# Text segment
Suspension and exhaust system components are manufactured in a separate 37,000 square foot building . Equipment includes a Mitsubishi laser cutter and several Eaton Leonard benders for mandrel bends.

The design process has changed greatly over the years, too. OE blueprints were difficult to get 10-15 years ago. Developing a modified cylinder head for production, describes Vic, meant "taking a cast iron head and grinding it, screwing around with it, and if it ran good, you took it to your pattern maker who made a rubber plug off of it, or a wood pattern. Often the copy from the pattern wouldn't run as good, so there'd be more work." Today, heads are designed in Pro-E, and some OE manufacturers are releasing CAD files in exchange for support of their speed teams. Once Edelbrock engineers establish the head's combustion ports and chambers, an SLA machine makes a rapid-prototype model for use in the casting shop. SLA patterns are also used occasionally for manifolds. Machine tooling programs are created in-house with CIM software, with a central computer system linked to all shop equipment for immediate programming. The company has a complete testing lab with dynamometers, air/fuel ratio test monitors and emissions testers.

# Information provided
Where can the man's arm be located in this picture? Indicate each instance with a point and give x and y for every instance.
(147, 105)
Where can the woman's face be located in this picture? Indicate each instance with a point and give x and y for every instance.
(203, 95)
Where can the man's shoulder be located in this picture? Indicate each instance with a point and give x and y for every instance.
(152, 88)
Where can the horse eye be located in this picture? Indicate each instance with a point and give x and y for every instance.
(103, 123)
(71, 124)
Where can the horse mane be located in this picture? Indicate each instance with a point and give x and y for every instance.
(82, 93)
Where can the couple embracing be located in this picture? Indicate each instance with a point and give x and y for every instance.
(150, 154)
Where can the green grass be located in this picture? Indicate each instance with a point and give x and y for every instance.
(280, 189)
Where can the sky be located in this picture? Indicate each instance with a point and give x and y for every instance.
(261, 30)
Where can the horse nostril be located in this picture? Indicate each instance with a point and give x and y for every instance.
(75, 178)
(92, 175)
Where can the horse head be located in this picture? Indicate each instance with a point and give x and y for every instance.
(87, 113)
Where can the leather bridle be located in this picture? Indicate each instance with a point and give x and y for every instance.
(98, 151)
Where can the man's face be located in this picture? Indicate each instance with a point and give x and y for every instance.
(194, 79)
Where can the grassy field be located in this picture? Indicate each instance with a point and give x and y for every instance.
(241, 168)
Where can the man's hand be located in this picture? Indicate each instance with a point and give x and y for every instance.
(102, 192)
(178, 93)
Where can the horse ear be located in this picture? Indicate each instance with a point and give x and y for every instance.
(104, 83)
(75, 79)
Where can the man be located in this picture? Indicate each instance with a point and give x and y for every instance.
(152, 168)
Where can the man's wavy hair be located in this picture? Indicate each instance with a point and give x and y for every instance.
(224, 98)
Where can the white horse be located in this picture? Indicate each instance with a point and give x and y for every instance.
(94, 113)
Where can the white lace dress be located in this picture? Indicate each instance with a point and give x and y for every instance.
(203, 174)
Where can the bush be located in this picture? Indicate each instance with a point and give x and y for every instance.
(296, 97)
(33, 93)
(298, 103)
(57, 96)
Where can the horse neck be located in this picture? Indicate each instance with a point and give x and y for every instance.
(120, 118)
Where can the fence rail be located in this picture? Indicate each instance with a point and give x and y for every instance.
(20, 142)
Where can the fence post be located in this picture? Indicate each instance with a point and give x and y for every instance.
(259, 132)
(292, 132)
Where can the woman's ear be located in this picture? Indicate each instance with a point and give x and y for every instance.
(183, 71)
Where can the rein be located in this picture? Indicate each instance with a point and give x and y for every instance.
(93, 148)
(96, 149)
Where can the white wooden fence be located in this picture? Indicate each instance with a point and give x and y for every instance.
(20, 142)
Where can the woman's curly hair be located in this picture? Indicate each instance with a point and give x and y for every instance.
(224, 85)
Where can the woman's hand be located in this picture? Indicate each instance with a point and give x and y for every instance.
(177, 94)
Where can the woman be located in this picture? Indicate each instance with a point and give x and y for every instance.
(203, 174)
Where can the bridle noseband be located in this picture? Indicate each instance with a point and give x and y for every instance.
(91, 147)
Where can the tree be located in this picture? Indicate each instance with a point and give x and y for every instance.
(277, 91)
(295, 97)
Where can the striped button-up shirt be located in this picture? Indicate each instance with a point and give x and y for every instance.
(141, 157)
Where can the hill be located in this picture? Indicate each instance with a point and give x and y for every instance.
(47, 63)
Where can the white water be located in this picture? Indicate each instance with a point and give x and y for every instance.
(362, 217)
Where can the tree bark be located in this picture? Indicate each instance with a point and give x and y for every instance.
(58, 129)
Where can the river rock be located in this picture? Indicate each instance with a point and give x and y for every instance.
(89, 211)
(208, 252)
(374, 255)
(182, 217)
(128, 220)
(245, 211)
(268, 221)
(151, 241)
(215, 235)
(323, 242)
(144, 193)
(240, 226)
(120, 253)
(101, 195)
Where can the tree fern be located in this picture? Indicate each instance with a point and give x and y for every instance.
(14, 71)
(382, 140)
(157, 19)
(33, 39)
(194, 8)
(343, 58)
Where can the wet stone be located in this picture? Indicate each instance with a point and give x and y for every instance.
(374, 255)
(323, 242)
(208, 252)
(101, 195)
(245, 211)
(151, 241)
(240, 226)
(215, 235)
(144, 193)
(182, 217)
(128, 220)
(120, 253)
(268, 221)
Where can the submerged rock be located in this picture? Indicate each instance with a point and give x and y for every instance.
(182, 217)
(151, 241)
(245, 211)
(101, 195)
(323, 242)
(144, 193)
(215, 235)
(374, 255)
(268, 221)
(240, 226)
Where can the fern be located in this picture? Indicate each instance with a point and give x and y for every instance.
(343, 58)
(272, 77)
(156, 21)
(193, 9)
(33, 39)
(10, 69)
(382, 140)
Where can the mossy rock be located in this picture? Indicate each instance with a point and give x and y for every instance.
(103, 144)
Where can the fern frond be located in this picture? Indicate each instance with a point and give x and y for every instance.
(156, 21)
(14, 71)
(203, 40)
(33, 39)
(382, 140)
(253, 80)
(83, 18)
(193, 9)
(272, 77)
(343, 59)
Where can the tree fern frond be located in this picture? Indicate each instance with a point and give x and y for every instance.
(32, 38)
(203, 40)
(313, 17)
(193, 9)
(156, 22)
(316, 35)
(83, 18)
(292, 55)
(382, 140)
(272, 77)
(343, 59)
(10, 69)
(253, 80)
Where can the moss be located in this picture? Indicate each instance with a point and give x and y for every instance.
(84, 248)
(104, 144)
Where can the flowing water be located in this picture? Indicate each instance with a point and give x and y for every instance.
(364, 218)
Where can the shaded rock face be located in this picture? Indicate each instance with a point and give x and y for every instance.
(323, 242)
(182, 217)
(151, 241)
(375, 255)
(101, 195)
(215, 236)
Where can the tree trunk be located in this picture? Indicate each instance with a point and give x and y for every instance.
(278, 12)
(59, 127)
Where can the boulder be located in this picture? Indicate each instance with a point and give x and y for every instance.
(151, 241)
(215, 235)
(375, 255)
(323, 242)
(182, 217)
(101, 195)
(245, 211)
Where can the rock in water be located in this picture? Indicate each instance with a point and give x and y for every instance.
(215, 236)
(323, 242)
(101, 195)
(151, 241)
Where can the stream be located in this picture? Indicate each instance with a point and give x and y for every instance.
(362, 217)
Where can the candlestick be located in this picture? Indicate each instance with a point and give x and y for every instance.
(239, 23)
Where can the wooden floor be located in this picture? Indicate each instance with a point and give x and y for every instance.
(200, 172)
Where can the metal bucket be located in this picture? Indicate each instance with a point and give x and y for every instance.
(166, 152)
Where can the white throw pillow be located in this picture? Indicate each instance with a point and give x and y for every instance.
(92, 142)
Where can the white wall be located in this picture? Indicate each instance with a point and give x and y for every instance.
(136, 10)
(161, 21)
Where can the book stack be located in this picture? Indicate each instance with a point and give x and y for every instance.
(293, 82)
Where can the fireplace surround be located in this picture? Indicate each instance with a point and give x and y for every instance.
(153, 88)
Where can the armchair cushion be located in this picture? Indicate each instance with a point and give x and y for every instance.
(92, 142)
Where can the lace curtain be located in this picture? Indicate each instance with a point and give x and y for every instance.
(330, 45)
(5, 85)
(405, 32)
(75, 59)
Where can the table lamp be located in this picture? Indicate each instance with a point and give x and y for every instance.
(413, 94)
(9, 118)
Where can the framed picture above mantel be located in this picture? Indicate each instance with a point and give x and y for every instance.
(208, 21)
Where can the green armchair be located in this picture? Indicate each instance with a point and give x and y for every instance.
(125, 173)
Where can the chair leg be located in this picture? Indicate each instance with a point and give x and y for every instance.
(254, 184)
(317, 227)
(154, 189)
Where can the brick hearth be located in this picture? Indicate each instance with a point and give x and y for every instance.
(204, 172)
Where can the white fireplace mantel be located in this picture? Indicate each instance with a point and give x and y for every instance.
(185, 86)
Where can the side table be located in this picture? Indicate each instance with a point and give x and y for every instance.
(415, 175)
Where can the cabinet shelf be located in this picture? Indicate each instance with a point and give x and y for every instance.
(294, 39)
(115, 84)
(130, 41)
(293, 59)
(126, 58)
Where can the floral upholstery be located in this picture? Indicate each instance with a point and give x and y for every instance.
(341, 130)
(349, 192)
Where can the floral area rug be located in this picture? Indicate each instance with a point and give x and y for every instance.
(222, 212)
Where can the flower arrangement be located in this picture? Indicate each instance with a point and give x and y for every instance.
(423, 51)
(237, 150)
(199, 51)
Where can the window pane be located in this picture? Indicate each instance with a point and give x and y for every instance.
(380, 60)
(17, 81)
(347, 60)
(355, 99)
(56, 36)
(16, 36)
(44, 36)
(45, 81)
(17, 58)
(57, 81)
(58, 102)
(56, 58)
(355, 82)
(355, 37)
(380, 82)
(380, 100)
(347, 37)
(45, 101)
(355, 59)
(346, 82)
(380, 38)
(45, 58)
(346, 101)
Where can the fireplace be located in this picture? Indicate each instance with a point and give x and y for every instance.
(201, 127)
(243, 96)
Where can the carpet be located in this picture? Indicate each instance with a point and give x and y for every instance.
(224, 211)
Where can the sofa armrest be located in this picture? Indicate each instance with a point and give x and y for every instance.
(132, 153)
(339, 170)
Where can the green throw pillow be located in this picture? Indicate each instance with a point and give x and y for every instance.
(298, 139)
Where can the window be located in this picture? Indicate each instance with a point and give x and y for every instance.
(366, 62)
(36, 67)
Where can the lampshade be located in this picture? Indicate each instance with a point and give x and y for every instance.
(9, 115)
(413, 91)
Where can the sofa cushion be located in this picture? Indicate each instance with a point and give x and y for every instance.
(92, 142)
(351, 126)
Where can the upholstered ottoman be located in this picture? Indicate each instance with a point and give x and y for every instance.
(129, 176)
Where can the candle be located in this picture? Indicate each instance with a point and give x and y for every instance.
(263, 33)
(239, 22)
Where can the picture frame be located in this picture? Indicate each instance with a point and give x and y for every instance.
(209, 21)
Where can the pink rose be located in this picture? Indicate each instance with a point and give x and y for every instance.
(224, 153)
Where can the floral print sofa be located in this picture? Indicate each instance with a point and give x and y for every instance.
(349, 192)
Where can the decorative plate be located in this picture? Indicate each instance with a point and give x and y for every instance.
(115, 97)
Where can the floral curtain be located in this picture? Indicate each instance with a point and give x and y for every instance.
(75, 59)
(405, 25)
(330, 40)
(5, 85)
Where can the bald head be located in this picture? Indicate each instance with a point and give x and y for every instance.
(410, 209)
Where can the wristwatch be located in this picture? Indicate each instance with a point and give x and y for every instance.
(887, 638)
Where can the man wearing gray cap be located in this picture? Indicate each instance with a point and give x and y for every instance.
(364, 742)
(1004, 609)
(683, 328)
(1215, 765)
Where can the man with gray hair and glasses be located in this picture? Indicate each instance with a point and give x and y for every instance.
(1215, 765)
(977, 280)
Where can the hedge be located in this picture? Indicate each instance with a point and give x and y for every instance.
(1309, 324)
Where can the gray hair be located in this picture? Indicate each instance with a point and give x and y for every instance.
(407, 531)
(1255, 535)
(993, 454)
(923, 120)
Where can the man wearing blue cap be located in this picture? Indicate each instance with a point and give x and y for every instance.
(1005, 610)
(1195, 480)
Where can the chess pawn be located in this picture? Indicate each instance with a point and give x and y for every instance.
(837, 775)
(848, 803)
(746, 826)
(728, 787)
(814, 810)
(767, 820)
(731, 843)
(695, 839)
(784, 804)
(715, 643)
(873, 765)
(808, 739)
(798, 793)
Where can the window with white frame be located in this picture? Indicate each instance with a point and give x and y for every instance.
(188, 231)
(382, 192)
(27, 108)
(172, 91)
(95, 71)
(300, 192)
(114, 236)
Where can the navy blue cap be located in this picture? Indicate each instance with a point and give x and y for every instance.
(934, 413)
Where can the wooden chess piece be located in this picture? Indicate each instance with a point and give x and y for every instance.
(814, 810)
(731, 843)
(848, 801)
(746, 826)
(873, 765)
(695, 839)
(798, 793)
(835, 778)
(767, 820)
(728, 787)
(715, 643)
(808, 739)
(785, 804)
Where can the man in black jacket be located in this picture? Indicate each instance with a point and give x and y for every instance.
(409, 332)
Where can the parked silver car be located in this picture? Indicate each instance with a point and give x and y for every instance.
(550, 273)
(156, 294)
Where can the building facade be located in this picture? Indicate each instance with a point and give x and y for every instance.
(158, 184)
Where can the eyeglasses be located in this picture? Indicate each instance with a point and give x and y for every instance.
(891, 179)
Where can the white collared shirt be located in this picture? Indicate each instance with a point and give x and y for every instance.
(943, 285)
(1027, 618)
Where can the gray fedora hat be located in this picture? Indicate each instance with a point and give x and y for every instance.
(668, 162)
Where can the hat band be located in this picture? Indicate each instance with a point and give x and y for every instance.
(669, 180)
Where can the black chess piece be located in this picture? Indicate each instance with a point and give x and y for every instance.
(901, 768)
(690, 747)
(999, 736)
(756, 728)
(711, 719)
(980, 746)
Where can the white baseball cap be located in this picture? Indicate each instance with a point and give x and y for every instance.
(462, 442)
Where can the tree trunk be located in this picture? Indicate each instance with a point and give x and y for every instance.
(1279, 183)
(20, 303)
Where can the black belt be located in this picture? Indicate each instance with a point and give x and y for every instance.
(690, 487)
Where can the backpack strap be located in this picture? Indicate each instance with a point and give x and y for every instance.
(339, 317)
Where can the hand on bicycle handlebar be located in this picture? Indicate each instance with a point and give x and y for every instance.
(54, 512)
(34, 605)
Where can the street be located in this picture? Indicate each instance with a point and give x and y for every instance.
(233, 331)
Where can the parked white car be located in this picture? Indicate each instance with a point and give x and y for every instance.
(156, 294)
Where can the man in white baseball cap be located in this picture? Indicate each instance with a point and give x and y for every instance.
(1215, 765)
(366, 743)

# To be done
• A. Decide whether each statement agrees with the Edelbrock production text, and support each yes or no with the deciding words quoted from it. (i) Suspension and exhaust system components are built in a separate 37,000 square foot building. (ii) Machine tooling programs come from an outside vendor. (iii) SLA patterns are used frequently for manifolds.
• B. Pick up the Edelbrock production text after its final sentence and keep writing in the same technical voice.

# The responses
• A.
(i) Yes: "Suspension and exhaust system components are manufactured in a separate 37,000 square foot building"
(ii) No: "Machine tooling programs are created in-house with CIM software"
(iii) No: "SLA patterns are also used occasionally for manifolds."

• B.
Edelbrock's goal has always been to build innovative parts, says Vic. This year, the company is introducing a small-block Ford street head with CNC-machined intake and exhaust ports. The design, used by NASCAR for many years, is an improvement over as-cast ports since matched machined ports add power.

There's another good reason for CNCported heads, adds Vic. "Head grinding is the dirtiest job in the world, and people who learn the technique and the tricks of the trade tend to leave companies and open their own shop." With CNC

porting, head production has greater consistency without having to train a new person to the task of porting." The biggest challenges for Edelbrock, reflects Vic, is just staying ahead of the game. Racers are sharper and better prepared today, no longer droping by at the last minute for alterations. Hot rodding and racing component manufacturing is now a business.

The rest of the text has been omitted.